- Task description:
In the interview on Canadian philanthropy, condense the paragraph beginning "And philanthropy is experimenting" into a brief bulleted list that retains its main facts.

- Supplied text:
[start]

Dominique Marshall is a historian in the Department of History at Carleton University. Her projects involve the history of nonprofit and philanthropy and work with the Canadian Network of Humanitarian History. She wrote a chapter in the book Intersections and Innovations, and an excerpt, “Four Keys to Make Sense of Traditions in the Nonprofit Sector in Canada: Historical Contexts” is available on PANL Perspectives. She spoke to Sherlyn Assam about the four keys that inform Canadian philanthropy past and present: political, aristocratic, religious and economic traditions. The interview is edited for length and clarity.
Can you expand on some religious and political traditions in philanthropy in the past and now?
Marshall: The relationship between government and church is a question of extent and very often of mutual agreement, not of separate evolutions. So, very often, Canadian funds have been managed and channeled by faith-based organizations in countries that Canada was aiding, and also, the Canadian government in general promoted and supported these faith-based organizations.
If you consider the churches as philanthropic organizations, and you look at church-led residential schools as philanthropic or nonprofit institutions, then the agreement that the state had with these churches is important and tends to be forgotten — especially at times when the worst aspects of Catholic and Protestant residential schools is highlighted. It looks like the churches were doing that all by themselves, but they were condoned, supported, encouraged and fully part of a state system. It was mutually beneficial. The Church did it for its own institutional autonomous reasons, but never could have without the state. And for the state, it was convenient for them to outsource these public functions to institutions that had been used since pre-colonial times to educate, convert and cure. State officials were supposed to inspect and keep standards, which they did unevenly. And sometimes, state responsibility for these philanthropic, institutional abuses isn’t acknowledged enough.
Is the philanthropic sector mainly about filling gaps and providing resources? What’s its role, compared to the role of the state?
Marshall: Often, as with Save the Children International and the Canadian Save the Children Fund in the early 1900s, organizations deliberately say, “Here is a need, which is not filled, and until the state takes over, we’ll show that need and fill it.” There’s always the ambition that the state will eventually take on some of that work. Organizations have this self-conscious idea that they’re patching up problems until states intervene.
And philanthropy is experimenting and opening avenues through international solidarity or domestic solidarity, where philanthropy and social movements overlap. Organizations such as Oxfam Canada have done a lot of that and still do; they campaign to attract attention to problems that they hope will eventually be taken on by the state and society, and become more of a public responsibility.

[end]

- Data provided:
[start]

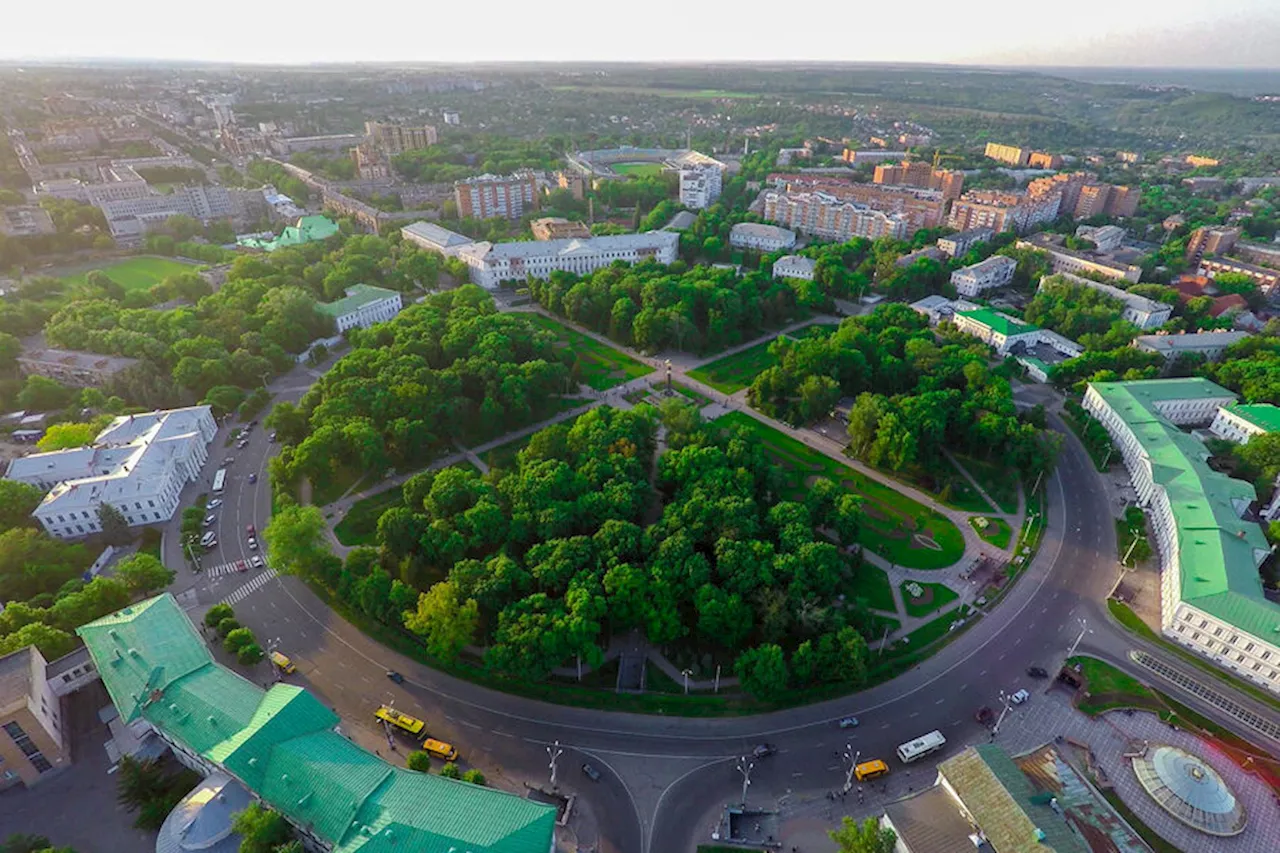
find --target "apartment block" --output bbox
[453,170,538,219]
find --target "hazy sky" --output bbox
[0,0,1280,68]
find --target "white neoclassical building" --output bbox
[1084,378,1280,694]
[6,406,218,539]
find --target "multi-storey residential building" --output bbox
[316,284,404,334]
[77,594,556,853]
[1133,330,1249,364]
[983,142,1032,167]
[453,170,538,219]
[365,122,436,156]
[0,646,70,790]
[937,228,996,257]
[1083,378,1280,694]
[1018,234,1142,283]
[18,348,138,388]
[1037,273,1174,330]
[873,160,964,201]
[1208,403,1280,444]
[454,231,680,288]
[529,216,591,240]
[680,164,721,210]
[947,190,1062,233]
[773,255,817,282]
[5,406,218,539]
[759,190,909,241]
[728,222,796,252]
[951,255,1018,297]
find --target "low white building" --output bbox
[773,255,818,282]
[6,406,218,539]
[456,231,680,288]
[951,255,1018,297]
[1083,378,1280,694]
[728,222,796,252]
[680,163,723,210]
[1208,403,1280,444]
[316,284,404,334]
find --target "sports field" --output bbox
[611,163,662,178]
[63,257,196,293]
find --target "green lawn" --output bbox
[63,257,196,293]
[899,580,960,617]
[969,516,1014,549]
[717,411,964,569]
[333,487,403,546]
[611,163,662,178]
[527,314,653,391]
[956,453,1018,515]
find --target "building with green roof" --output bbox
[236,215,338,252]
[1084,378,1280,693]
[77,593,556,853]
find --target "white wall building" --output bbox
[316,284,404,334]
[773,255,818,282]
[1083,378,1280,694]
[728,222,796,252]
[680,164,722,210]
[951,255,1018,297]
[6,406,218,539]
[456,231,680,288]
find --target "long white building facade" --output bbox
[6,406,218,539]
[1084,378,1280,694]
[454,231,680,288]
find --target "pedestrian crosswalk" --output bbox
[221,569,275,605]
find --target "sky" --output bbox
[0,0,1280,68]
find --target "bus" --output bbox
[374,704,426,736]
[897,731,947,765]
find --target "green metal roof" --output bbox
[78,593,556,853]
[1226,403,1280,433]
[316,284,396,316]
[1089,379,1280,642]
[957,303,1039,337]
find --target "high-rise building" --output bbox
[365,122,436,155]
[453,169,538,219]
[680,164,721,210]
[762,190,909,241]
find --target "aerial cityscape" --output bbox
[0,21,1280,853]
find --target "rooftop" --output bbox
[316,284,399,316]
[1089,378,1280,637]
[77,593,556,853]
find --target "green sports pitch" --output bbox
[63,257,196,293]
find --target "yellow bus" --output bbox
[374,704,426,735]
[422,738,458,761]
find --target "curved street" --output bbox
[164,327,1280,853]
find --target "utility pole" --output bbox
[547,740,564,790]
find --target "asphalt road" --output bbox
[166,369,1274,853]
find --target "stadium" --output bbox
[568,146,724,181]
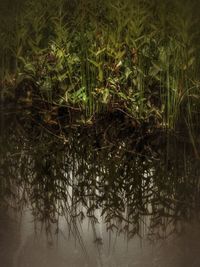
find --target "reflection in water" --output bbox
[0,112,200,267]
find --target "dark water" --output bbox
[0,114,200,267]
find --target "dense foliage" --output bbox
[0,0,200,128]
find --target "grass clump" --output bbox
[0,0,200,128]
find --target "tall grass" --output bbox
[0,0,199,128]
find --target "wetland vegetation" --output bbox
[0,0,200,267]
[0,0,200,129]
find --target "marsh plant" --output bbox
[0,0,200,128]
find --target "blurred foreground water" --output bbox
[0,110,200,267]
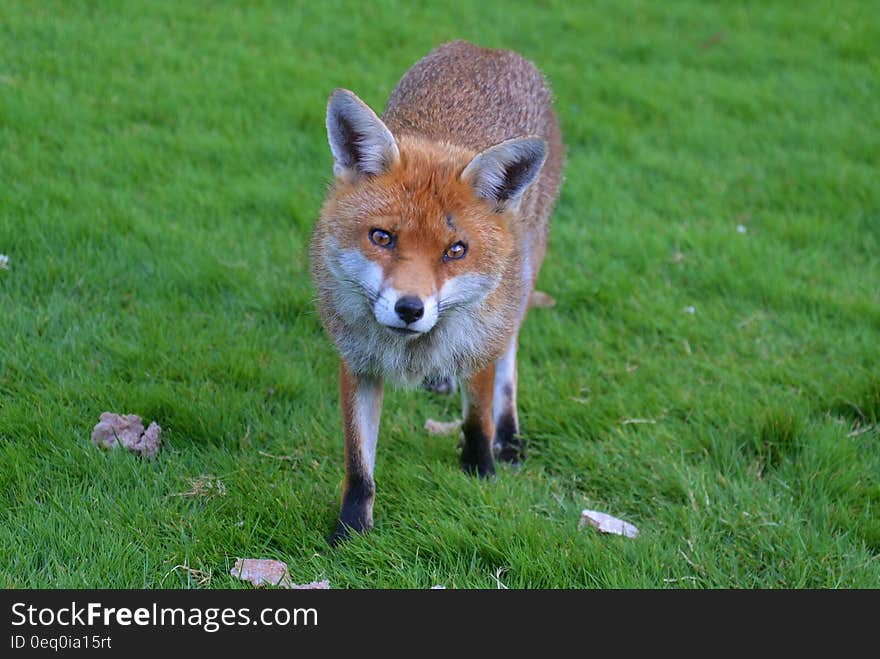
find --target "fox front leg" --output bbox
[461,364,495,477]
[327,360,382,546]
[492,335,524,465]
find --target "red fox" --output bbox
[310,41,563,545]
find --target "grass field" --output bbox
[0,0,880,588]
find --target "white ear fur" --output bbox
[327,89,400,176]
[461,137,547,206]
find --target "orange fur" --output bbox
[310,42,562,538]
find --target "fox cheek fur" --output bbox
[310,42,562,544]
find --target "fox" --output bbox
[309,41,563,546]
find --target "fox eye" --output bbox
[443,240,467,261]
[370,229,394,247]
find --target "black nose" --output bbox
[394,295,425,325]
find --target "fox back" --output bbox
[311,41,562,544]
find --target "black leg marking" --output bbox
[461,424,495,478]
[492,412,526,466]
[327,478,376,547]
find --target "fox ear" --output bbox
[327,89,400,176]
[461,137,547,207]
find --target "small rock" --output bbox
[578,510,639,538]
[92,412,162,460]
[229,558,330,590]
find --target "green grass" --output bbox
[0,0,880,588]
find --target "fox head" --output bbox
[312,89,547,370]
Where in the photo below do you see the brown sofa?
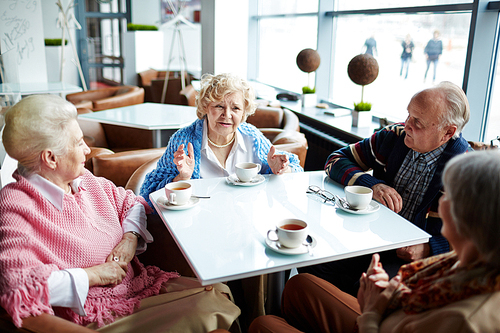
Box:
[66,86,144,111]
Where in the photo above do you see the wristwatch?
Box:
[128,231,142,241]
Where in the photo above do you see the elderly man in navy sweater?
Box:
[299,82,471,296]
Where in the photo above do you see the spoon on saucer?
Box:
[303,235,313,256]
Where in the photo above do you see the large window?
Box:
[330,13,470,121]
[485,43,500,145]
[249,0,500,142]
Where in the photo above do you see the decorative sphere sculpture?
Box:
[347,54,378,86]
[297,49,321,73]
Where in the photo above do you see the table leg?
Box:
[266,271,286,316]
[152,130,161,148]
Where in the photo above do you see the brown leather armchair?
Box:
[66,86,144,111]
[137,69,192,105]
[85,147,166,188]
[77,108,153,152]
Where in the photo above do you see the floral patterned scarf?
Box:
[385,251,500,316]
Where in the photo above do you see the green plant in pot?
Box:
[347,54,379,127]
[297,49,321,107]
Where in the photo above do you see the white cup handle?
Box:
[267,229,278,242]
[168,193,176,205]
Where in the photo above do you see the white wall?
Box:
[213,0,248,78]
[201,0,249,78]
[132,0,161,26]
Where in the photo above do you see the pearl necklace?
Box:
[207,134,236,148]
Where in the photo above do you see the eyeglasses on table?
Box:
[306,185,350,209]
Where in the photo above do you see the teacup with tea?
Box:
[344,185,373,210]
[267,219,308,248]
[236,162,261,183]
[165,182,192,206]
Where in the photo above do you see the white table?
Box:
[150,171,430,285]
[78,103,197,148]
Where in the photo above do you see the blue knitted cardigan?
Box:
[140,119,304,206]
[325,124,472,255]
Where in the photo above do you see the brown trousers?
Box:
[248,274,361,333]
[87,277,240,333]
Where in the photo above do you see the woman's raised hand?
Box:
[358,273,401,315]
[267,146,290,175]
[84,261,128,287]
[174,142,195,181]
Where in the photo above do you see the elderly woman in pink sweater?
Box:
[0,95,240,332]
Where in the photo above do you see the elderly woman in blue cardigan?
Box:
[140,74,303,203]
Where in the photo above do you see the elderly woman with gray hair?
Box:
[0,95,240,332]
[249,150,500,333]
[140,74,303,204]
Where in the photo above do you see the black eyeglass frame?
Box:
[306,185,337,205]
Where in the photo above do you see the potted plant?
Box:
[352,98,372,127]
[302,86,318,107]
[297,49,321,107]
[347,54,378,127]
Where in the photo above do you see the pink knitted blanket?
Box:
[0,171,178,327]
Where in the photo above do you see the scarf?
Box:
[385,251,500,316]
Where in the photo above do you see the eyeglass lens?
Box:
[307,185,335,201]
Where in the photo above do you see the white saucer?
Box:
[156,196,200,210]
[226,174,266,186]
[339,200,380,215]
[266,236,317,255]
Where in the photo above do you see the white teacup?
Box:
[267,219,308,248]
[236,162,260,182]
[344,185,373,210]
[165,182,192,206]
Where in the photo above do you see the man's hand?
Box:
[372,183,403,213]
[396,243,431,262]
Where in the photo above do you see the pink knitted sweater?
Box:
[0,171,178,327]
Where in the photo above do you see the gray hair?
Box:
[443,150,500,266]
[2,95,78,176]
[196,73,257,121]
[432,81,470,139]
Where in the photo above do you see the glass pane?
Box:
[87,18,121,63]
[485,47,500,146]
[259,0,318,15]
[336,0,473,10]
[258,17,318,92]
[85,0,127,13]
[331,14,470,121]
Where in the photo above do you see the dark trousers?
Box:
[297,250,407,297]
[424,59,438,81]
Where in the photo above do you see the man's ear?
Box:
[443,125,457,143]
[40,149,57,170]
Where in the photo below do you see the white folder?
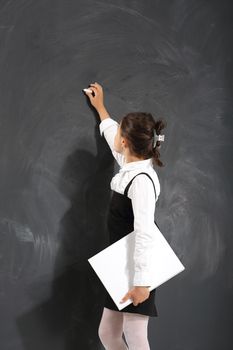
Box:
[88,224,185,310]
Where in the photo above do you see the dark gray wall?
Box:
[0,0,233,350]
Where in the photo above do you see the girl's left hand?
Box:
[120,286,150,306]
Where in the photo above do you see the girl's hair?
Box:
[120,112,166,167]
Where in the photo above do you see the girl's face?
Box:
[114,121,126,153]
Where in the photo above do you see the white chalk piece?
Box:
[88,224,185,310]
[83,89,93,92]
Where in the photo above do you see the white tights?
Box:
[98,307,150,350]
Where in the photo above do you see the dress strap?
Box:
[124,172,156,196]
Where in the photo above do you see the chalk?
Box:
[83,89,93,92]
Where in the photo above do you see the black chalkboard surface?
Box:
[0,0,233,350]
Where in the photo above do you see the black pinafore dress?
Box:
[104,172,158,317]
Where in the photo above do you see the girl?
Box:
[85,83,165,350]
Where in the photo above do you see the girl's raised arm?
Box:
[84,82,125,166]
[99,117,125,167]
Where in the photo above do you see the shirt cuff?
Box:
[99,117,118,136]
[133,271,151,286]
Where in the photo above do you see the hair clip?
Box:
[153,129,164,147]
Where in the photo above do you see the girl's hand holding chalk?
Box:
[83,82,104,111]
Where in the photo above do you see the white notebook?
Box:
[88,224,185,310]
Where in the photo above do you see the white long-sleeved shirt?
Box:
[99,117,160,286]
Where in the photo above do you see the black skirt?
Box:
[104,172,158,317]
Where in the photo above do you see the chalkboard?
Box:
[0,0,233,350]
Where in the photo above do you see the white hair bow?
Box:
[153,129,164,147]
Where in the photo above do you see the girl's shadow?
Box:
[17,111,114,350]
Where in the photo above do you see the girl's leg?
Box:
[123,312,150,350]
[98,307,128,350]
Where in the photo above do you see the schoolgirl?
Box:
[85,82,166,350]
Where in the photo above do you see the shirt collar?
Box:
[119,158,153,172]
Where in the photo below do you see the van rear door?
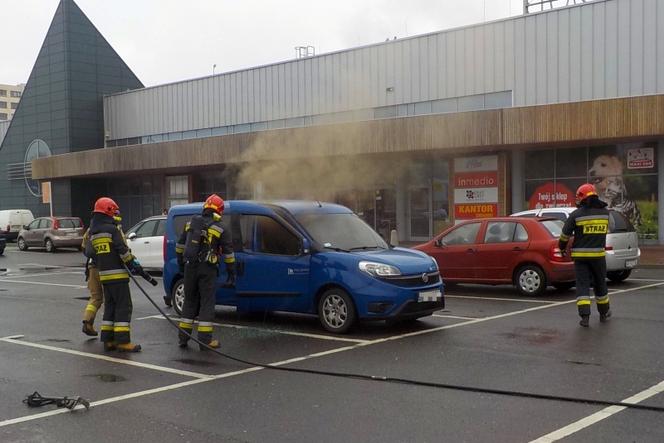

[end]

- Result for this exercise:
- Philanthropy experiments and opens avenues through international or domestic solidarity, where it overlaps with social movements.
- Oxfam Canada is an organization that has done much of this and continues to do so.
- Such organizations campaign to draw attention to problems that they hope the state and society will eventually take on as a public responsibility.